BEGIN Data
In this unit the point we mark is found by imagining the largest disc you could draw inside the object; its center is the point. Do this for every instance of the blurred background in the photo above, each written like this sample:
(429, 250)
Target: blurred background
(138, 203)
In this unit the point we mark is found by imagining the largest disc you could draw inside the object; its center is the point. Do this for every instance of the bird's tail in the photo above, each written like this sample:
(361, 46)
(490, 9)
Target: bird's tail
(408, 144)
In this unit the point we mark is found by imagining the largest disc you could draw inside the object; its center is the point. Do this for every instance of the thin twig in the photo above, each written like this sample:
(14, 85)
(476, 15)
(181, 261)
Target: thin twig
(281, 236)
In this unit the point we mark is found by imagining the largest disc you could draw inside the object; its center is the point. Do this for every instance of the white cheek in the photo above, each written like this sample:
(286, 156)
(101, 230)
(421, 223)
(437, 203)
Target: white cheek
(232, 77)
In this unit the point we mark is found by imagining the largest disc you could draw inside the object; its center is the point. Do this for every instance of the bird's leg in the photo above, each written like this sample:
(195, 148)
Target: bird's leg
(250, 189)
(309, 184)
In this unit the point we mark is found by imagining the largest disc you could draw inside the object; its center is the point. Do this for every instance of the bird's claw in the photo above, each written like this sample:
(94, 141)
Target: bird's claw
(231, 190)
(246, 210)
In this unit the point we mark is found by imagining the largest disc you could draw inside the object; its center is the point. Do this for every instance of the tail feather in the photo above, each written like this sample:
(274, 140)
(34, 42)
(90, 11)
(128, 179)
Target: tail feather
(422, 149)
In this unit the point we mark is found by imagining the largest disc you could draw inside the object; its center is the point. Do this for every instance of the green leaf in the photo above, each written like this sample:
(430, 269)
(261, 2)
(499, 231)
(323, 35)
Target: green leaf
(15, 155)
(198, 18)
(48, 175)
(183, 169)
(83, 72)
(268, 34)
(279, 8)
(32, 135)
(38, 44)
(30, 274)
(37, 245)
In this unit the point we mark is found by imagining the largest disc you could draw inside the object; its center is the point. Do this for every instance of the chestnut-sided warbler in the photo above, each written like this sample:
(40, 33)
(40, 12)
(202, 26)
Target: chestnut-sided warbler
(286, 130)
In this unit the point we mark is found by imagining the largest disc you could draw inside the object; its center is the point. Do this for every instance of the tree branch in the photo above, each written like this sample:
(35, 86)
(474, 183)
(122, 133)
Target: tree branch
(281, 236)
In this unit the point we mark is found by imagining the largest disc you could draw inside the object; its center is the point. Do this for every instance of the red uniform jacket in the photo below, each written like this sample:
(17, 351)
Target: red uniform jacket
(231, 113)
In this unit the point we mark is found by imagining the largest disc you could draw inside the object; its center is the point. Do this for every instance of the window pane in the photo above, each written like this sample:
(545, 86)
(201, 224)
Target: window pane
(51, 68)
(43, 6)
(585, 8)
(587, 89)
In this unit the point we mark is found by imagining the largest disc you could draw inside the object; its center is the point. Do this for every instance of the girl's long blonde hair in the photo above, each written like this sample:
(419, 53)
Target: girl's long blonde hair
END Data
What is needed:
Send back each record exactly as it stands.

The response:
In this unit the point we mark is found by imagining the largest disc you could draw inside the object; its center is the point. Do this for every instance of the blurred background in the photo above, each written like this sample:
(429, 250)
Target: blurred background
(138, 203)
In this unit the point we mark is found by imagining the largest disc you could draw inside the object; its center is the point. Do this for every instance of the bird's tail in the photo above, each written like this sample:
(361, 46)
(490, 9)
Target: bird's tail
(408, 144)
In this unit the point we mark is found by imagining the largest disc you could draw inside the object; its center is the point. Do this for every instance of the thin twig in the photo above, each written like this sample:
(14, 85)
(476, 15)
(181, 261)
Target: thin twig
(281, 236)
In this unit the point we mark is found by imagining the largest disc you could draw inside the object; its center is the point. Do this for every instance of the white cheek in the photo above, each written like this sample:
(286, 156)
(101, 230)
(421, 223)
(437, 203)
Target: white cheek
(232, 77)
In this unit the point we mark is found by imagining the largest disc you could draw inside the object; its center is the point. Do this for every instance of the bird's leg in the photo above, each written like this sample:
(195, 148)
Target: bird's leg
(250, 189)
(309, 184)
In this unit the point we mark is found by imagining the largest disc you could draw inside the object; its center is the point. Do this for every instance of the bird's claw in the photo above, each written like this sample:
(94, 141)
Target: bird's claw
(231, 190)
(246, 210)
In this unit the point we mark is found by imagining the largest disc you could draw inside the object; its center is the point. Do this for every instance of the tail feather in the photo above, each written like this sample:
(274, 140)
(34, 42)
(90, 11)
(128, 179)
Target: tail feather
(422, 149)
In this unit the point we mark is found by imagining the largest disc you could draw inside the object; its center is the point. Do this for every instance of the green leaf in the photo above, each written like this sample:
(430, 269)
(261, 2)
(499, 231)
(323, 35)
Target: green leaf
(15, 155)
(198, 18)
(48, 175)
(183, 169)
(83, 72)
(268, 34)
(279, 8)
(32, 135)
(38, 44)
(30, 274)
(37, 245)
In this unit the point we mark is found by imagining the largest disc you could draw inside the object; its center is the point. Do this for every instance of the chestnut-sided warbler in the photo above, each written like this sample:
(40, 33)
(40, 12)
(202, 26)
Target: chestnut-sided warbler
(286, 130)
In this unit the point we mark is found by imagining the largest disc you could draw inside the object; its center is the point. Do this for every instance of the tree branch in the photo above, each written like this sample:
(35, 86)
(474, 183)
(122, 133)
Target: tree branch
(281, 236)
In this unit the point we mark is found by imagining the largest disc you could draw inside the object; its center is the point. Do this for every instance of the red uniform jacket in the photo below, each written like this sample:
(17, 351)
Target: red uniform jacket
(231, 113)
In this unit the point we mark is found by imagining the largest disc you could draw inside the object; its center is the point. Do this for every instance of the window pane in the photo above, each written like this sample:
(545, 86)
(201, 224)
Target: window pane
(51, 68)
(43, 6)
(585, 8)
(587, 89)
In this unit the point we mark is found by imagining the largest disc you could draw inside the object; its center is the point. Do this for every instance of the girl's long blonde hair in the photo above, each written like this sample:
(419, 53)
Target: girl's long blonde hair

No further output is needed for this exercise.